Data to examine:
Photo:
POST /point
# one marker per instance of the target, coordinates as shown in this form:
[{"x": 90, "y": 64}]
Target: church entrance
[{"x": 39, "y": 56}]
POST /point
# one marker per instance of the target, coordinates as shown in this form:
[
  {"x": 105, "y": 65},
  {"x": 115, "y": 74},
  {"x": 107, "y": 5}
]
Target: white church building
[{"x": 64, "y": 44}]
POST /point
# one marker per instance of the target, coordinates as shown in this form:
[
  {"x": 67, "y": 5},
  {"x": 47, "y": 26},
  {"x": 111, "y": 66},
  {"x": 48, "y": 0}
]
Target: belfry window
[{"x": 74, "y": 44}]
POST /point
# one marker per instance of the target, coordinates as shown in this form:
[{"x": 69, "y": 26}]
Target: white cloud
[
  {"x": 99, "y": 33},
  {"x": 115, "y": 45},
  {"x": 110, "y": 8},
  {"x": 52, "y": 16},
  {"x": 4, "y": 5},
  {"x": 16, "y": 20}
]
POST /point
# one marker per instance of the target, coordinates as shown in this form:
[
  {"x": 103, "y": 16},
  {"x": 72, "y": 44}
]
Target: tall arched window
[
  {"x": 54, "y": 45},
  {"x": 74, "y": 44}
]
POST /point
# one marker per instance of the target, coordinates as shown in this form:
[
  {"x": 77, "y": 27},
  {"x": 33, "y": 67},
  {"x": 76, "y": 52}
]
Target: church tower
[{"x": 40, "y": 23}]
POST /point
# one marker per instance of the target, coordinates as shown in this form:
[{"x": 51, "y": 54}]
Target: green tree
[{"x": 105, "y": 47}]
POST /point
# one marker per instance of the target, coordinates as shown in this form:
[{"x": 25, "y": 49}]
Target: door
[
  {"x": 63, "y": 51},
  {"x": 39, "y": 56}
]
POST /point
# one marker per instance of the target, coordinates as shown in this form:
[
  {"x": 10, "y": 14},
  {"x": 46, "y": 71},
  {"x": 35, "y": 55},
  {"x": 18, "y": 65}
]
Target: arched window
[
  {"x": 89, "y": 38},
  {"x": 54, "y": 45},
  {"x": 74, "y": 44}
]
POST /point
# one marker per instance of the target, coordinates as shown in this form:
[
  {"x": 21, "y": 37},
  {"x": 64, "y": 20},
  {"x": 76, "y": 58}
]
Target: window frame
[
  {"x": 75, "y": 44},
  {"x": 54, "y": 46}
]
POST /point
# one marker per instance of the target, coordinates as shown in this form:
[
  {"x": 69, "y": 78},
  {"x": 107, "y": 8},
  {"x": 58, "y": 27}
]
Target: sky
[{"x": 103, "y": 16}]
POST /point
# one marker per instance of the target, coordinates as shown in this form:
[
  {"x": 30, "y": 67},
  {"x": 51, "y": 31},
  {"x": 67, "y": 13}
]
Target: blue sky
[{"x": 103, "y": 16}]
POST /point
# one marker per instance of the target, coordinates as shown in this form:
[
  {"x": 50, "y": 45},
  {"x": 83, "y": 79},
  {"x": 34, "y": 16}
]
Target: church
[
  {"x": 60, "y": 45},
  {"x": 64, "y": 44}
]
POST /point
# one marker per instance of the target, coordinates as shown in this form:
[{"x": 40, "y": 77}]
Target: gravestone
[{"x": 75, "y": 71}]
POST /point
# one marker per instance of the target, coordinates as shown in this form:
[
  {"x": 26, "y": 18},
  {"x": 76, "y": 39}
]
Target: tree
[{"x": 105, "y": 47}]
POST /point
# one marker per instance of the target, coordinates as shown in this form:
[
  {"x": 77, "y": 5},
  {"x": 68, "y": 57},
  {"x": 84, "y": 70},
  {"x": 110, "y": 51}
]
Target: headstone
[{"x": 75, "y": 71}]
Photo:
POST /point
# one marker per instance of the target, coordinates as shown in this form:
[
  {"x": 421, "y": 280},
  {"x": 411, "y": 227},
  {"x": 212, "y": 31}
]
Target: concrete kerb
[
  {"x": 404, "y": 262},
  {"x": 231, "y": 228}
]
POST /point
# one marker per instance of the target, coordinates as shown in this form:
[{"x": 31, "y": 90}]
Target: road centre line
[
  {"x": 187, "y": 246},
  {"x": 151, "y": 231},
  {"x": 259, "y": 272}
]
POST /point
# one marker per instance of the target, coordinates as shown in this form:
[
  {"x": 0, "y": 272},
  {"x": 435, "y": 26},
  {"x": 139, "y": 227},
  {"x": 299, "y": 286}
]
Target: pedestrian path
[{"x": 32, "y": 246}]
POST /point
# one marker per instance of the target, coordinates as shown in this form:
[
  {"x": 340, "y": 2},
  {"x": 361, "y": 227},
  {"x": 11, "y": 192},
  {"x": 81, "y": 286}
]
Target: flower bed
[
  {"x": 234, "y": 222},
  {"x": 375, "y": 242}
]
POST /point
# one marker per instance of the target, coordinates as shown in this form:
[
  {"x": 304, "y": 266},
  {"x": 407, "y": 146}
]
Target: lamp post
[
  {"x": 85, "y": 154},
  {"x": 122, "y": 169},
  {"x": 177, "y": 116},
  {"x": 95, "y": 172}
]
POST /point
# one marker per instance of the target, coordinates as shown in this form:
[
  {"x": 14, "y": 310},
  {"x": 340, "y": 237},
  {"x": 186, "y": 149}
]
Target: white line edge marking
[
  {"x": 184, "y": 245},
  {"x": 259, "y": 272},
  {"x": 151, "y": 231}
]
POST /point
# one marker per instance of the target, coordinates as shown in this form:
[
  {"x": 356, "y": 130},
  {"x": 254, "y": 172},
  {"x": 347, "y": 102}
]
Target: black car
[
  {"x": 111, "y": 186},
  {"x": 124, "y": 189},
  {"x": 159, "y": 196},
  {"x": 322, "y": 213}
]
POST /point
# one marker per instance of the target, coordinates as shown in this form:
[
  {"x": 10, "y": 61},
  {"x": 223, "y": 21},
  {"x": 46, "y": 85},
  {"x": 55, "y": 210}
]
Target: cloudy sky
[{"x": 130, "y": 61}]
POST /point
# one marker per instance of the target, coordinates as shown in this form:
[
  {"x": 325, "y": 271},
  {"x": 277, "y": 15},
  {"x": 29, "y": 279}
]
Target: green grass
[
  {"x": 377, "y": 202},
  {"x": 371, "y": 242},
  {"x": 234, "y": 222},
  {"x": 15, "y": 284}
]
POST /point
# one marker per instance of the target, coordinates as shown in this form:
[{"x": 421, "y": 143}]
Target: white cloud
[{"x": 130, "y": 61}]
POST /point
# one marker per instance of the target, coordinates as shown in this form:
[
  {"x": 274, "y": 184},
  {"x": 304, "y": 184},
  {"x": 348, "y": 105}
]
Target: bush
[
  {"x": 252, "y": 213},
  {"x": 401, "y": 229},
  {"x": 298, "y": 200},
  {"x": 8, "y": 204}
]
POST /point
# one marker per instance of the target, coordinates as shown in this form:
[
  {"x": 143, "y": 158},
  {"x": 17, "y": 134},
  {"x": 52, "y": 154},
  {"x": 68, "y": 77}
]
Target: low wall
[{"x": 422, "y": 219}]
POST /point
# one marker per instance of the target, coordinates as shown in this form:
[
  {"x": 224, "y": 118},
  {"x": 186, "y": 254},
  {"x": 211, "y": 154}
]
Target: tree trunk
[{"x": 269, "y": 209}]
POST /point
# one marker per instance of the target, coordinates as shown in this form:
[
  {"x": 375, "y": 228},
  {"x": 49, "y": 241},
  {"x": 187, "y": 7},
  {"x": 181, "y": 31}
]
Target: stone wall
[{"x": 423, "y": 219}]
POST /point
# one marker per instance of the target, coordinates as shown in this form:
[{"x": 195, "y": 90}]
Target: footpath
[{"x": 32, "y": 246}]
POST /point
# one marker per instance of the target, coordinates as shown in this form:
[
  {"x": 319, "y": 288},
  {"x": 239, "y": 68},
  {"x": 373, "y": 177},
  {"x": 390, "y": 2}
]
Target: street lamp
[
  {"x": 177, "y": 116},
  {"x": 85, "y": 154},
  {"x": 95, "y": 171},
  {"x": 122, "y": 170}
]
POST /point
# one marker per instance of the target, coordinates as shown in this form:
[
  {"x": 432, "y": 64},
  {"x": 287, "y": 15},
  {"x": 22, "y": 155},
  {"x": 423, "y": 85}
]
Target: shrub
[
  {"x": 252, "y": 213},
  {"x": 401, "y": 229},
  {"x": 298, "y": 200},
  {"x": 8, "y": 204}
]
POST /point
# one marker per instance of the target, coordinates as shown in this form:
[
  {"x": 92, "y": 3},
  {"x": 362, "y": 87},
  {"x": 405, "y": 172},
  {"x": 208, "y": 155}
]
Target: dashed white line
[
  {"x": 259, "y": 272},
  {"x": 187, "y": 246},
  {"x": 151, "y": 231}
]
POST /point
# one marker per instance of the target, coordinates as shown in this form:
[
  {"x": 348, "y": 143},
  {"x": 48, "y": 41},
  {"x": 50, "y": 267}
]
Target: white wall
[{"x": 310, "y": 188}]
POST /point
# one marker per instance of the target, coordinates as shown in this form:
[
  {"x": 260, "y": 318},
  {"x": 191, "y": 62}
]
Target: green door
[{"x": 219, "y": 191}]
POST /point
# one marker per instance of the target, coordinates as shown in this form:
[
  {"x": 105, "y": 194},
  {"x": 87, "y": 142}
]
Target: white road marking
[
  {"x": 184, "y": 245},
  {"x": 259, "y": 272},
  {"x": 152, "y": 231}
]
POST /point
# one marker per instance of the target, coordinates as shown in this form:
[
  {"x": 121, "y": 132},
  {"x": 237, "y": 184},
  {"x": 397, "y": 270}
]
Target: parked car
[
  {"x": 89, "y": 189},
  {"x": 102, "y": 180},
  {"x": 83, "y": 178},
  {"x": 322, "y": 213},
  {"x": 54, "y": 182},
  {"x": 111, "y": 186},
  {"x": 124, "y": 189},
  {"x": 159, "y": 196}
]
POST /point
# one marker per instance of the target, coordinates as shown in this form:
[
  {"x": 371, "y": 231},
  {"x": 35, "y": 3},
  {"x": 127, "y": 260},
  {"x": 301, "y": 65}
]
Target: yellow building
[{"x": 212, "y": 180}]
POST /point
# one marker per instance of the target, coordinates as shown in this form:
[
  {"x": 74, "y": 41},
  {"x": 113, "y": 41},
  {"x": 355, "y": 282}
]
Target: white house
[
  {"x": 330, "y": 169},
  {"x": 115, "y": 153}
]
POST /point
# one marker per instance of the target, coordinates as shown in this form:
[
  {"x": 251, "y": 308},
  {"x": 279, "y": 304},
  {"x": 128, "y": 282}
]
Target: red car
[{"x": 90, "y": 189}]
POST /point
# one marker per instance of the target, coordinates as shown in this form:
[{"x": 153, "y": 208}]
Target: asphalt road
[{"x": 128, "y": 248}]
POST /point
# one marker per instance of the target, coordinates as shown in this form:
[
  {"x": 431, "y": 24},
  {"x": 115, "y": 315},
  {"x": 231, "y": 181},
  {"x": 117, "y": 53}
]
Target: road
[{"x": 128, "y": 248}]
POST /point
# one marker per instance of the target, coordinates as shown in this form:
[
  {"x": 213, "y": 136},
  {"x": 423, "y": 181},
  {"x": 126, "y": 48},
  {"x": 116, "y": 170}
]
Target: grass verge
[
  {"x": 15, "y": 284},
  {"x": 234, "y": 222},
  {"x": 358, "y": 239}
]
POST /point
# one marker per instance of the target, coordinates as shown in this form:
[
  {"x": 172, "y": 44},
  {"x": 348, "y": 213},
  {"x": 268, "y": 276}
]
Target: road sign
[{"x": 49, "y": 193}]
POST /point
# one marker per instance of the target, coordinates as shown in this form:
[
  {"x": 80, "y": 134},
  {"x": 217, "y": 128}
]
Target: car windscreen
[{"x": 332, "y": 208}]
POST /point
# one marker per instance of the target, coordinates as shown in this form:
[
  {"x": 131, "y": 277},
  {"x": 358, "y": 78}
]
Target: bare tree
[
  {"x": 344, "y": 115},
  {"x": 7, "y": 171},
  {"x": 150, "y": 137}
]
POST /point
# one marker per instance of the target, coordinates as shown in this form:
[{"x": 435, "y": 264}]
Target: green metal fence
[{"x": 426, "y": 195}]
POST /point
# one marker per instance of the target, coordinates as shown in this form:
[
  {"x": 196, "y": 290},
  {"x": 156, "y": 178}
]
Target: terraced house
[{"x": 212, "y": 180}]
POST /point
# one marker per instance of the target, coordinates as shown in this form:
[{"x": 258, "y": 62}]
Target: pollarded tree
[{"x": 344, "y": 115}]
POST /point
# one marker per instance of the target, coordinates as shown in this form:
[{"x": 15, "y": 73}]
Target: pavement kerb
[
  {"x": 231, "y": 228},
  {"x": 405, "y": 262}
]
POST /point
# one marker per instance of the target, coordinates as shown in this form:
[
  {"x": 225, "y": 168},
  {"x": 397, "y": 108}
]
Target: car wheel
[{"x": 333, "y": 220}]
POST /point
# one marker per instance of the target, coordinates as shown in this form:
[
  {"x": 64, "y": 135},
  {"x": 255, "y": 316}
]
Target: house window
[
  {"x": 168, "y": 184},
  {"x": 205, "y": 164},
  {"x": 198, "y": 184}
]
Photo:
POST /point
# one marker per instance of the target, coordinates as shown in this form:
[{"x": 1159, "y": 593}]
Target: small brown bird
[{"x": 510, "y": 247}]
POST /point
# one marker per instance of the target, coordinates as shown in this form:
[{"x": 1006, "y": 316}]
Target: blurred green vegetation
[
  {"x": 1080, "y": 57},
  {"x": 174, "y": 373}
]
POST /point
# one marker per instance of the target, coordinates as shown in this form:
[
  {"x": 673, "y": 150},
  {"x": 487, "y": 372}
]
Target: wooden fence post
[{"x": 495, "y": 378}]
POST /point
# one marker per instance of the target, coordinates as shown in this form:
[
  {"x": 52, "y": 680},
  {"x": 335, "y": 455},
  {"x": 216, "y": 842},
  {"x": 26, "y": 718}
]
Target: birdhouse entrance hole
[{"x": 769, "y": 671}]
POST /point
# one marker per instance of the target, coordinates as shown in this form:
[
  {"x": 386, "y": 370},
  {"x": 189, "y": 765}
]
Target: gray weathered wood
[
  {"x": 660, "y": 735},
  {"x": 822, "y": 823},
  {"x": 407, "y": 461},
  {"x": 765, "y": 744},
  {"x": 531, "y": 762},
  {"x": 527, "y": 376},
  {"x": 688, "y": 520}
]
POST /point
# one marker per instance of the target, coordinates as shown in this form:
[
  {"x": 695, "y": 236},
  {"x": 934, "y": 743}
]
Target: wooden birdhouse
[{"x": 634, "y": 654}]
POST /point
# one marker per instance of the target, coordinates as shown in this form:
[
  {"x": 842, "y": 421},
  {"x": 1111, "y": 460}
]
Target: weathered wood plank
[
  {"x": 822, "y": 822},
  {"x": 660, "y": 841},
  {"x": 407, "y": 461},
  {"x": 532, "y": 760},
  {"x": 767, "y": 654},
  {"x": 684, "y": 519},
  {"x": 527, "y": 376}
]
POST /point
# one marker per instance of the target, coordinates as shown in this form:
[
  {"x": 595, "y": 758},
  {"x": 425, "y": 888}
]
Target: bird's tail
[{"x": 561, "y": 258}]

What you have to do:
Repeat exactly the lines of the material from the one with "Target: wooden birdhouse" through the end, both the first and the last included.

Solution to this task:
Target: wooden birdhouse
[{"x": 634, "y": 654}]
POST /point
# one marker per instance of the target, coordinates as shown in this form:
[
  {"x": 842, "y": 421},
  {"x": 1111, "y": 460}
]
Target: weathered wood plank
[
  {"x": 822, "y": 822},
  {"x": 660, "y": 841},
  {"x": 407, "y": 461},
  {"x": 532, "y": 760},
  {"x": 767, "y": 654},
  {"x": 684, "y": 519},
  {"x": 527, "y": 376}
]
POST /point
# one marker per instance of the target, coordinates as shown in this form:
[
  {"x": 595, "y": 758},
  {"x": 425, "y": 888}
]
Target: bird's tail
[{"x": 561, "y": 258}]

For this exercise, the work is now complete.